-------- Text section

Counterpunch, May 2, 2016
“The 2016 presidential election,” Diana Johnstone recently wrote, “is shaping up as a contest between the two most hated people in America.” Bernie Sanders has called it quits. That’s what it means when your campaign says, as Bernie’s did two nights ago, that it looks forward to going to the Democratic National Convention to fight over the party’s platform, not over its presidential nomination. There’ll be no contested convention on the Democratic side. So what if Hillary Clinton is a “right wing fanatic” (Arun Gupta), a close friend of Wall Street, a backer of so-called free trade deals, and a spine-chilling war monger?
Nobody should be surprised. As the left commentator John Stauber noted on CounterPunch last week, it’s a very old story. “It’s the Democrat’s political equivalent of the Bill Murray movie classic Groundhog Day,” Stauber writes, “except the progressive candidate never wins the girlfriend, that is, the nomination, in the end. Instead, the Bernie Sanders, the Howard Deans, the Pat Browns, and the Jesse Jacksons, the progressive champions of their election cycle, change themselves from guard dogs to lap dogs, ensuring that cynical and outraged progressives follow their champion-cum-Pied Piper to become advocates for defeating the Republicans in November…The Democratic apparatchiks who run Bernie’s campaign,” Stauber ads, “are preparing their masses for the inevitable…for death and resurrection as a saintly rationalizing army of Hillary Clinton supporters.”

----------------
-------- Information supplied

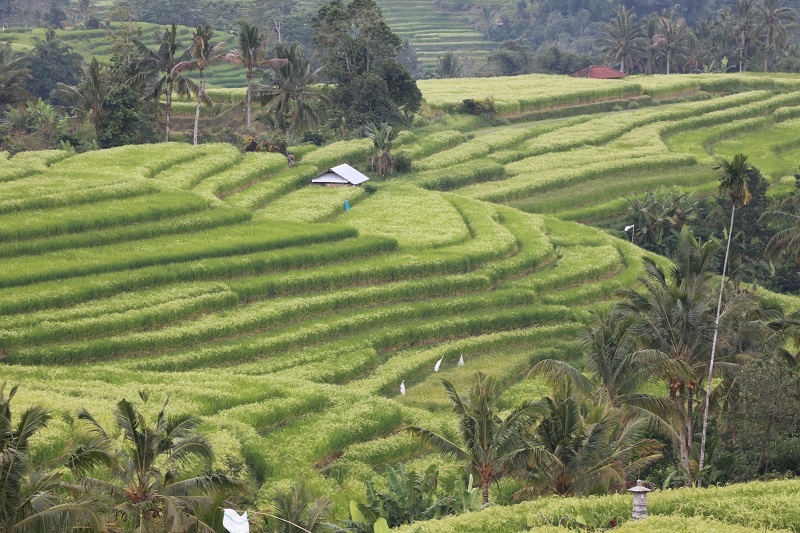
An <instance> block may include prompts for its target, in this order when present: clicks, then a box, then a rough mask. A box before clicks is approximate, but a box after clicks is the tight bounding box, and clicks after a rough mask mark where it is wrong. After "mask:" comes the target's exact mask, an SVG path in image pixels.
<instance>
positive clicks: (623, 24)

----------------

Required actions:
a) Write down the Counterpunch passage from "Counterpunch, May 2, 2016" up to and including "spine-chilling war monger?".
b) According to the Counterpunch passage, what does the Sanders campaign say it will fight over at the Democratic National Convention?
c) Condense the paragraph of the Counterpunch passage beginning "Nobody should be surprised" into a bulleted list that keeps its main facts.
The material placed after the Counterpunch passage comes from a separate source.

Results:
a)
Counterpunch, May 2, 2016
“The 2016 presidential election,” Diana Johnstone recently wrote, “is shaping up as a contest between the two most hated people in America.” Bernie Sanders has called it quits. That’s what it means when your campaign says, as Bernie’s did two nights ago, that it looks forward to going to the Democratic National Convention to fight over the party’s platform, not over its presidential nomination. There’ll be no contested convention on the Democratic side. So what if Hillary Clinton is a “right wing fanatic” (Arun Gupta), a close friend of Wall Street, a backer of so-called free trade deals, and a spine-chilling war monger?

b) The party's platform, not its presidential nomination.

c)
- Nobody should be surprised. John Stauber, a left commentator, wrote on CounterPunch last week that this is a very old story.
- Stauber likens it to a Democratic political version of the Bill Murray film Groundhog Day, except that the progressive candidate never wins the nomination.
- Progressive champions of each election cycle, such as Bernie Sanders, Howard Dean, Pat Brown and Jesse Jackson, turn from guard dogs into lap dogs. Their followers then campaign to defeat the Republicans in November.
- According to Stauber, the Democratic apparatchiks running Bernie's campaign are preparing his supporters to become an army of Hillary Clinton supporters.